──────── THE RECORDS ────────

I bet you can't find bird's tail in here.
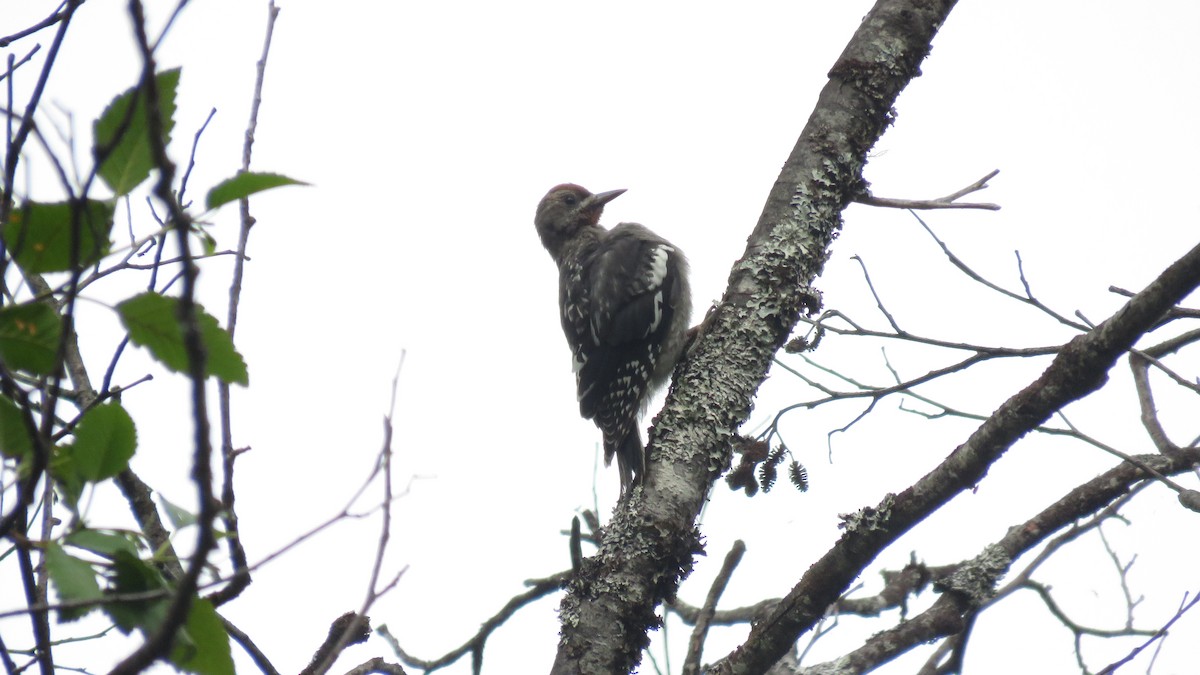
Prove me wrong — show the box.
[605,427,646,496]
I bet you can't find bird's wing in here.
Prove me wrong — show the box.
[567,224,684,422]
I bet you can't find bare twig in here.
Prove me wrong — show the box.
[1130,352,1183,455]
[380,572,571,673]
[0,630,19,673]
[850,255,902,332]
[796,308,1061,354]
[221,617,281,675]
[913,212,1089,331]
[1023,581,1153,639]
[1097,592,1200,675]
[176,106,216,209]
[855,169,1001,210]
[682,540,745,675]
[16,513,54,674]
[1097,524,1142,629]
[0,473,412,624]
[307,353,409,674]
[210,0,279,610]
[768,238,1088,458]
[0,2,79,48]
[1060,409,1185,480]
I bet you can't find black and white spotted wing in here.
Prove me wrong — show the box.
[558,223,684,455]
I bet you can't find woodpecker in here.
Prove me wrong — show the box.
[534,184,692,494]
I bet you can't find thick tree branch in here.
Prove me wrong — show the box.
[811,449,1200,674]
[551,1,960,673]
[710,239,1200,673]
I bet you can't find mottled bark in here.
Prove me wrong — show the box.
[551,1,961,673]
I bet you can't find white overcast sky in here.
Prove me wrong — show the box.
[5,1,1200,673]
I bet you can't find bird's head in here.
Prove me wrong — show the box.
[534,184,625,259]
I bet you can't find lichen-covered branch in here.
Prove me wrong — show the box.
[807,449,1200,674]
[709,237,1200,674]
[550,1,960,672]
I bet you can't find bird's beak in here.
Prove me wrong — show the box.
[584,189,626,210]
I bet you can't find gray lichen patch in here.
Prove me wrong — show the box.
[934,543,1011,604]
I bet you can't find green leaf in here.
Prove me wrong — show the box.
[93,68,180,196]
[104,550,168,634]
[159,495,198,529]
[70,402,137,481]
[46,542,104,622]
[171,598,233,675]
[102,552,234,675]
[0,395,33,459]
[50,447,85,510]
[66,528,142,559]
[198,229,217,256]
[117,292,249,386]
[0,302,63,375]
[205,171,308,210]
[3,200,115,273]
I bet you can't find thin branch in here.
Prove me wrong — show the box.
[0,482,406,623]
[795,309,1062,354]
[308,353,408,675]
[1097,592,1200,675]
[0,0,84,546]
[210,0,279,610]
[16,514,54,674]
[221,617,281,675]
[108,2,217,671]
[115,469,184,581]
[381,572,571,673]
[682,540,745,675]
[1097,524,1141,629]
[1022,581,1153,639]
[769,346,1043,437]
[0,631,18,674]
[176,106,216,209]
[855,169,1001,211]
[1130,351,1182,455]
[0,2,76,48]
[1054,411,1188,493]
[850,255,901,332]
[913,212,1089,331]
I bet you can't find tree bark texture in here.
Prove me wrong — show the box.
[551,1,961,673]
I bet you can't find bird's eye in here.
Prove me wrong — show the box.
[563,194,578,206]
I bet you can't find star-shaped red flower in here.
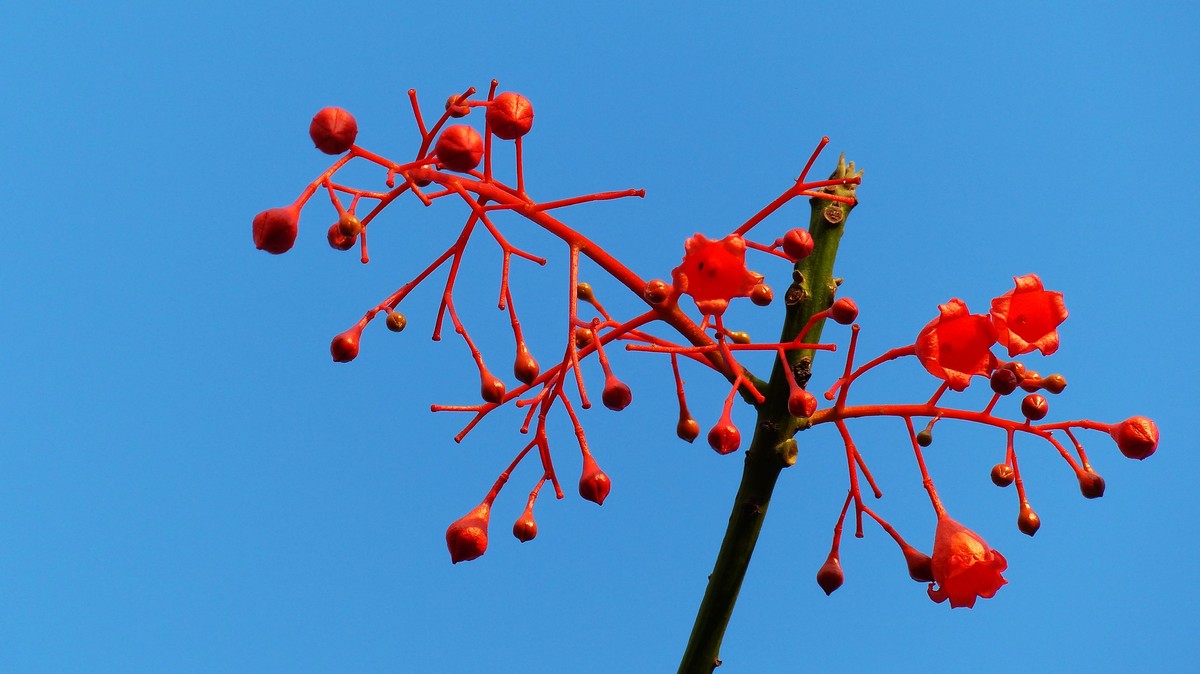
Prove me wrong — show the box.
[990,274,1069,357]
[671,234,764,316]
[915,299,997,391]
[927,515,1008,609]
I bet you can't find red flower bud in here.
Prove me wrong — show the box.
[830,297,858,325]
[574,327,594,348]
[990,463,1014,487]
[385,311,407,333]
[781,228,814,261]
[252,205,300,255]
[1041,373,1067,394]
[602,376,632,411]
[435,125,484,173]
[750,283,774,306]
[989,368,1019,395]
[575,282,594,302]
[788,389,817,418]
[707,420,741,455]
[916,429,934,447]
[578,454,611,505]
[677,415,700,443]
[480,369,506,404]
[446,502,490,563]
[309,107,358,155]
[816,554,844,596]
[643,279,670,304]
[512,507,538,543]
[444,94,471,118]
[337,213,363,237]
[513,347,540,385]
[485,92,534,140]
[1017,504,1041,536]
[326,222,356,251]
[902,545,934,583]
[330,325,363,363]
[1021,393,1048,421]
[1078,471,1106,499]
[1110,416,1158,460]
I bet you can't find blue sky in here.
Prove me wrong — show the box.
[2,1,1197,672]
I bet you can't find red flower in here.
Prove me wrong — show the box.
[915,299,997,391]
[927,516,1008,608]
[990,274,1068,357]
[671,234,764,315]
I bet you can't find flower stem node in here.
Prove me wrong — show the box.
[446,503,491,564]
[1018,505,1041,536]
[781,228,814,261]
[309,107,358,155]
[1110,416,1159,460]
[252,206,300,255]
[707,421,741,455]
[777,438,799,467]
[927,516,1008,608]
[816,554,844,595]
[385,311,407,333]
[1021,394,1049,421]
[990,463,1015,488]
[485,92,534,140]
[330,325,364,363]
[830,298,859,325]
[602,376,632,412]
[578,454,611,505]
[435,124,484,173]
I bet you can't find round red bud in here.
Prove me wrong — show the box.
[644,279,670,304]
[330,326,363,363]
[385,311,407,333]
[444,94,470,118]
[253,206,300,255]
[1110,416,1158,460]
[707,421,741,455]
[989,368,1019,395]
[326,222,356,251]
[830,298,858,325]
[337,213,363,238]
[435,125,484,173]
[1021,393,1049,421]
[578,455,611,505]
[750,283,774,307]
[486,92,534,140]
[816,555,844,596]
[309,107,358,155]
[602,376,632,411]
[446,503,490,563]
[901,545,934,583]
[513,348,540,385]
[480,370,506,404]
[990,463,1015,487]
[1078,471,1106,499]
[512,510,538,543]
[1018,504,1041,536]
[788,389,818,418]
[781,228,815,261]
[677,416,700,443]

────────

* PROBLEM DETAILS *
From the records above, return each line where "wing" occurs.

* RESPONSE TO THE EXERCISE *
I bet you can't find bird's wing in here.
I bet you can't find black and white spotted wing in here.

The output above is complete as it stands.